Reproduce word for word the stretch of the Ebola news item below from "WHO chief praises" through "assess broader effects.".

• Document extract

^^^^^^^^

WHO chief praises Uganda's Ebola response, urges reopening of DRC border
WHO Director-General Tedros Adhanom Ghebreyesus visited Kampala and met President Yoweri Museveni, praising Uganda's "prompt and capable response" to the Ebola outbreak that has spread from neighboring DR Congo. Uganda has recorded 19 confirmed cases and two deaths, with 14 cases imported from the DRC; the broader outbreak — driven by the rare Bundibugyo strain with no approved vaccine or treatment — has reached over 540-550 confirmed cases and 88-101 deaths, concentrated in DRC's conflict-ridden Ituri province. Tedros urged Uganda to reconsider its late-May border closure, arguing blanket travel restrictions don't work and damage the economy. The IMF said it is monitoring the economic impact on the DRC, Uganda, and South Sudan but called it too early to assess broader effects.
Why it matters
Uganda has prior experience containing Ebola outbreaks, and effective cross-border surveillance is critical given Ituri's instability and porous trade routes. The tension between public-health containment and economic disruption — border closures leaving goods rotting — illustrates the recurring dilemma facing East African states amid recurrent hemorrhagic fever threats and a region already destabilized by conflict in eastern DRC.

^^^^^^^^

• Information provided
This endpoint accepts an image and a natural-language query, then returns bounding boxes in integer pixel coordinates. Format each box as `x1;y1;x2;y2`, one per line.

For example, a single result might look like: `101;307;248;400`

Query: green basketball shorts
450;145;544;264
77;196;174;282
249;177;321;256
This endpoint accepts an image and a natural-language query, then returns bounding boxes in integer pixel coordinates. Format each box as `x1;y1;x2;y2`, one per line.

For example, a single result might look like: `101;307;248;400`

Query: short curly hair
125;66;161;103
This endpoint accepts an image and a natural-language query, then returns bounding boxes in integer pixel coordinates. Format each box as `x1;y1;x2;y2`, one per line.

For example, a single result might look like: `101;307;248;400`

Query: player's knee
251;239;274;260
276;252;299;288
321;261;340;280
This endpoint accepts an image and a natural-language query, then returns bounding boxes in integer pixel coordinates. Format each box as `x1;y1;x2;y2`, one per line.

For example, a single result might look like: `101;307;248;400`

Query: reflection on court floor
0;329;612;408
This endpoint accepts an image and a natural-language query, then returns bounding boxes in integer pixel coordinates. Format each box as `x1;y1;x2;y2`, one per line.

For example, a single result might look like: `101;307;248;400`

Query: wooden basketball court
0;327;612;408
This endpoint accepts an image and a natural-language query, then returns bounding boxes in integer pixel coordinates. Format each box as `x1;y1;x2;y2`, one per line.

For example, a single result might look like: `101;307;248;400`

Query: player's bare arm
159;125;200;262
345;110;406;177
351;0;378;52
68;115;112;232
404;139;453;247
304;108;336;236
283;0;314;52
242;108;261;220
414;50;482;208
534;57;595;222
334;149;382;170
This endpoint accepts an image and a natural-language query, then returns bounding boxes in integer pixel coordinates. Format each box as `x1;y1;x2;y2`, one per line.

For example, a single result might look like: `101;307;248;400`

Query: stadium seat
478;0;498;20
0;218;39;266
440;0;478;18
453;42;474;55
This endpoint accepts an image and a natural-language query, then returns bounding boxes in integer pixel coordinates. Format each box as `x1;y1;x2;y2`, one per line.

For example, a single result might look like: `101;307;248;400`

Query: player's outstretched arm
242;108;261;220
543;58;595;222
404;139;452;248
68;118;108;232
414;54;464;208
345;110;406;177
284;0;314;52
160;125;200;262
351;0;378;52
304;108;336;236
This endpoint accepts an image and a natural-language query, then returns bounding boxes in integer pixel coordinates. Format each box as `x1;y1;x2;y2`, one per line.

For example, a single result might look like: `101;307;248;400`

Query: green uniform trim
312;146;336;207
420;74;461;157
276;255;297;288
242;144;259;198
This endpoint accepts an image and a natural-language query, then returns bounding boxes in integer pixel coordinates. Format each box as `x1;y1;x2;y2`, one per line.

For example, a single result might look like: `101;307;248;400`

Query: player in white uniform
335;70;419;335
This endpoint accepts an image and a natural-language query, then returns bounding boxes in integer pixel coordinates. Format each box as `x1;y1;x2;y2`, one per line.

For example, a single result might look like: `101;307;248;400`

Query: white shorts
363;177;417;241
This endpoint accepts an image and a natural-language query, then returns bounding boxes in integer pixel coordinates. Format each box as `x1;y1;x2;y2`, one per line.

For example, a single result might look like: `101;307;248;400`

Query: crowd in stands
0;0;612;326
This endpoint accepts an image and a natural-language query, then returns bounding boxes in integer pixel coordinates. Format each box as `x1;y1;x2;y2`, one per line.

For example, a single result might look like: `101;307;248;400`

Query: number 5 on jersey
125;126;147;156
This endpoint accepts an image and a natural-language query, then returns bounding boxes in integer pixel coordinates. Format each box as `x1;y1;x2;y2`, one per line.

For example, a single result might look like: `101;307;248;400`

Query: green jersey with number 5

^^^^^^^^

• Answer section
WHO chief praises Uganda's Ebola response, urges reopening of DRC border
WHO Director-General Tedros Adhanom Ghebreyesus visited Kampala and met President Yoweri Museveni, praising Uganda's "prompt and capable response" to the Ebola outbreak that has spread from neighboring DR Congo. Uganda has recorded 19 confirmed cases and two deaths, with 14 cases imported from the DRC; the broader outbreak — driven by the rare Bundibugyo strain with no approved vaccine or treatment — has reached over 540-550 confirmed cases and 88-101 deaths, concentrated in DRC's conflict-ridden Ituri province. Tedros urged Uganda to reconsider its late-May border closure, arguing blanket travel restrictions don't work and damage the economy. The IMF said it is monitoring the economic impact on the DRC, Uganda, and South Sudan but called it too early to assess broader effects.